Request: Edit the items below so that every "drop a marker" reads "place a dot", changing nothing else.

---+---

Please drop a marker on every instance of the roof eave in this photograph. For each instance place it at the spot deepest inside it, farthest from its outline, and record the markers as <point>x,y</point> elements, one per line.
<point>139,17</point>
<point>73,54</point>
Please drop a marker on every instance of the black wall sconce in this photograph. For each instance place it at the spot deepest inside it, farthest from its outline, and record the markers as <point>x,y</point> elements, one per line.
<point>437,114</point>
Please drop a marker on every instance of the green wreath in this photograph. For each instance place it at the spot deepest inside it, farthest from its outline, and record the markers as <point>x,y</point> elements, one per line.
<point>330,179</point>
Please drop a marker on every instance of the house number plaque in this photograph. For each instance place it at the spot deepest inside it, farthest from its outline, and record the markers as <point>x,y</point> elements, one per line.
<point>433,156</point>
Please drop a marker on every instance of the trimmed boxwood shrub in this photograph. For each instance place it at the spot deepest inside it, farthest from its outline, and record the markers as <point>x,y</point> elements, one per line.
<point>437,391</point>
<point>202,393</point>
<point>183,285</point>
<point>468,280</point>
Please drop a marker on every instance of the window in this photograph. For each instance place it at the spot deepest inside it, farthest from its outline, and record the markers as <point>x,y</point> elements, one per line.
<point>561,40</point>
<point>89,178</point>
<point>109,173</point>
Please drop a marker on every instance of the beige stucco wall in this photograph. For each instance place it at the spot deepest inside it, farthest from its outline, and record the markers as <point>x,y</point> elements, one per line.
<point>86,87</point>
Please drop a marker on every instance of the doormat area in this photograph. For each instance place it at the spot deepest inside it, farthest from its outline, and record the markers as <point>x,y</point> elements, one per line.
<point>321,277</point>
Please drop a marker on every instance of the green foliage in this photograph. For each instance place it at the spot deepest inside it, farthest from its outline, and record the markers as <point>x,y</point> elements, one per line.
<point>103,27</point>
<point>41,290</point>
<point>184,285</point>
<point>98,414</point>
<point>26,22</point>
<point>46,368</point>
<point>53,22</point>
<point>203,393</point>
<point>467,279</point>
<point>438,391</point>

---+---

Full solution:
Please place a dot on every instance of the roof eave in this photograph. For each instance place it at the spot deepest inside it, farthest from its outline, and record the markers as <point>x,y</point> elements, one per line.
<point>139,17</point>
<point>73,54</point>
Please place a dot on every instance of the black wall sconce in this photograph. For each instance place it at the spot deepest inside it, farthest from its outline, and record the markers as <point>x,y</point> elements, one per line.
<point>437,114</point>
Please place a dot on every instance of the green wreath in this photograph. For each instance place it at the spot deepest inside it, farthest from its outline, and record the markers as <point>x,y</point> elements, one per line.
<point>330,179</point>
Please place a dot on every instance of the house number plaque in this photograph. For each instance place it at the spot deepest inside it, farthest from its outline, and record the markers as <point>x,y</point> elements, one per line.
<point>433,156</point>
Please place a dot on every instance of the trimmed boxwood shrub in this photograph. For each instance place it at the spot deepest inside it, farthest from its outline, and record the markers as <point>x,y</point> elements, one per line.
<point>437,391</point>
<point>202,393</point>
<point>183,285</point>
<point>468,280</point>
Please place a dot on every instance of the window in this photograph. For each instance place it at the spot deepest inside it, farthest from its outline, and record the markers as <point>x,y</point> elements, one per line.
<point>561,40</point>
<point>89,178</point>
<point>109,173</point>
Please place a dot on every instance of the beige stucco wall in this photograph. For each instance place it at the spot deepest inside it, farthest from its outline, and record the markers as <point>x,y</point> elements, one per line.
<point>86,87</point>
Please place a dot on every instance of the doormat area in this photograph. For each instance place it at the spot deepest inside it, farthest from its outline, and record the markers as <point>x,y</point> elements, one per line.
<point>321,277</point>
Please place a dot on every instance of the green foliage in this photograph. For each instance place it at the spot deepest inside it, farthest from its outline, and record the markers as <point>x,y</point> elements, one per line.
<point>103,27</point>
<point>41,290</point>
<point>184,285</point>
<point>98,414</point>
<point>26,22</point>
<point>46,368</point>
<point>53,22</point>
<point>203,393</point>
<point>467,279</point>
<point>438,391</point>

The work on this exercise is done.